### YOUR TASK
Render the stretch of the records below from the line containing "Provide one point per instance of the blonde" through the line containing "76), (734, 288)]" as a JSON list of strings, one string per line, with blank lines omitted.

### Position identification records
§
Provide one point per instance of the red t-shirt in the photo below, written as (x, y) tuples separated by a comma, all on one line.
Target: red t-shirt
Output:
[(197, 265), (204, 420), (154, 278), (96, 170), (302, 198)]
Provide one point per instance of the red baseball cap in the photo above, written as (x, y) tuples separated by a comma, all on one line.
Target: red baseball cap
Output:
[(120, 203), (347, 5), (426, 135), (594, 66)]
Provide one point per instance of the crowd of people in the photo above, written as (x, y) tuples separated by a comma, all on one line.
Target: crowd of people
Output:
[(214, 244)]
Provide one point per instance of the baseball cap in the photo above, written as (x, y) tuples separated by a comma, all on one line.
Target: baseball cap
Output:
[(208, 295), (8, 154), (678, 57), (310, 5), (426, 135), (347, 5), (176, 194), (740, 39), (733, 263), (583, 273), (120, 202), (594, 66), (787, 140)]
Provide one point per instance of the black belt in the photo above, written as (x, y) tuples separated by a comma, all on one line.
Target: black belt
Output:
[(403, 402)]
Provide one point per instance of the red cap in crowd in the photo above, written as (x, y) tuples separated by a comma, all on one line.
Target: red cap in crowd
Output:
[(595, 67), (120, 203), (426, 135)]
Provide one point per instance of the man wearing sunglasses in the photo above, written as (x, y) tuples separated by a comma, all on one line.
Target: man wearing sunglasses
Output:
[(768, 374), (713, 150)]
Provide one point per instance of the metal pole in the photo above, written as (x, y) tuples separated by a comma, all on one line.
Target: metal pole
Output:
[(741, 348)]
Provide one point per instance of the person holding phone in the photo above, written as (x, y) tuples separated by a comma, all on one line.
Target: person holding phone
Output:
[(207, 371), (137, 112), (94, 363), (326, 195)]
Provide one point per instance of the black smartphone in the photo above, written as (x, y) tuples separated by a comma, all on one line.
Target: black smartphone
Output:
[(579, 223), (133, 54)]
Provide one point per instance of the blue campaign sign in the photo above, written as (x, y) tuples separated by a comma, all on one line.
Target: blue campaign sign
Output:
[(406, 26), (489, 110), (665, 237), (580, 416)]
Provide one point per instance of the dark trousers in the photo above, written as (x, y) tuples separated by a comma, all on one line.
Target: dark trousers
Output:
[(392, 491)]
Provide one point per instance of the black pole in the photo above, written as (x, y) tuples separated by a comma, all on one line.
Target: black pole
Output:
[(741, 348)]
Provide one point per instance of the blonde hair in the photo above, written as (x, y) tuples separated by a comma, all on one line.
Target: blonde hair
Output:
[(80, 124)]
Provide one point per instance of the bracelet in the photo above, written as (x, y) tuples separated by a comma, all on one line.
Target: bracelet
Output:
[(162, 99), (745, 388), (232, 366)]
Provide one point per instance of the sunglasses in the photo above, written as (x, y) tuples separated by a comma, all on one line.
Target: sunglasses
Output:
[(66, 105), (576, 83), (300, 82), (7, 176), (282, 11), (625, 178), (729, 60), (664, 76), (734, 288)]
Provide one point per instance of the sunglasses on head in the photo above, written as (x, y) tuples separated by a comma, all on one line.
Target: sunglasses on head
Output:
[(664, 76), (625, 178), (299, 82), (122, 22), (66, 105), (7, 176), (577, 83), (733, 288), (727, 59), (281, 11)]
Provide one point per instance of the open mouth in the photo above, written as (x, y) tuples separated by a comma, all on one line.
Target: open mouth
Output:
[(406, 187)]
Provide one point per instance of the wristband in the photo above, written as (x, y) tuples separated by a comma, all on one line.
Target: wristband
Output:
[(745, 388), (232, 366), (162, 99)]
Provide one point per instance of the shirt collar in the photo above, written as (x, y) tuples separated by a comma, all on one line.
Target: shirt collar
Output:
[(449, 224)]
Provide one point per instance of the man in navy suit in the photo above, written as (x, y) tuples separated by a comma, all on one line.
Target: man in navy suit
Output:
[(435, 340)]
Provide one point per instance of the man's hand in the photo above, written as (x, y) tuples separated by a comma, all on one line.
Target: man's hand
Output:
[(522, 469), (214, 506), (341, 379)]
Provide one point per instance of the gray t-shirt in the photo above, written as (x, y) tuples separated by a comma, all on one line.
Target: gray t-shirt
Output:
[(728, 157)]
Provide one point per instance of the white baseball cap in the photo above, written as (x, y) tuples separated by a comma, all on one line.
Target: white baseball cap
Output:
§
### EXERCISE SOLUTION
[
  "Provide one point per instance of the blonde hair in the photo above, written as (x, y) tuples separated by a comma, all on one line.",
  "Target: blonde hair",
  "Output:",
  "[(80, 124)]",
  "Provide one point per instance of the bracelet in the photo above, written as (x, y) tuples separated by a comma, all on one line.",
  "Target: bracelet",
  "Output:",
  "[(162, 99), (745, 388), (232, 366)]",
  "Provide one point per instance of the sunglasses in the photo above, written as (x, y) tuples separated by a comma, all on one line.",
  "Target: sunglasses",
  "Output:",
  "[(66, 105), (576, 83), (300, 82), (7, 176), (282, 11), (625, 178), (729, 60), (664, 76), (734, 288)]"
]